• **Atividade**
Resuma em duas frases o texto sobre «A Morte de um Apicultor».

Paulo José Miranda, no Hoje Macau (8 Junho 2021)

«Esta será a primeira de quatro partes à volta de um livro do escritor sueco Lars Gustaffson, «A Morte de um Apicultor». A edição usada nas nossas citações é a da editora Marcador, na tradução de Mélanie Wolfram e Afonso Cruz. A seguir às citações, entre parêntesis, aparece o número de página desta edição. A edição original é de 1978.

Estamos perante um livro «sui generis», por várias razões. Primeiro, porque se trata de um livro composto por 3 cadernos, de cores e temáticas diferentes, deixada por um professor primário, que nos conta a história a sua história, embora tenha sido organizada por uma outra pessoa, que é quem começa a narração do livro. Como se o escritor se colocasse de fora do que está a escrever e nos dissesse: isto que vão ler não fui eu que escrevi, apenas organizei. De imediato, faz-nos lembrar de uma peça famosa de Pirandello, Esta Noite improvisa-se, onde no início é o encenador que vem ao palco, não para desculpabilizar-se, como faz Gustaffson no início do livro, mas para dizer que aquilo a que os espectadores vão assistir não é da responsabilidade do escritor Luigi Pirandello, mas dele, o encenador.

• **Informação registada**

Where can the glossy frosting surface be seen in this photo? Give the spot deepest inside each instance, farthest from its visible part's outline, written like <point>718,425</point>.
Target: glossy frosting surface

• **Resolução**
O texto abre a primeira de quatro partes dedicadas a «A Morte de um Apicultor», livro do escritor sueco Lars Gustaffson com edição original de 1978, citado na edição da Marcador traduzida por Mélanie Wolfram e Afonso Cruz. Apresenta-o como um livro «sui generis», composto por três cadernos de um professor primário organizados por outra pessoa, que começa a narração, e compara esse recurso ao início da peça Esta Noite improvisa-se, de Pirandello.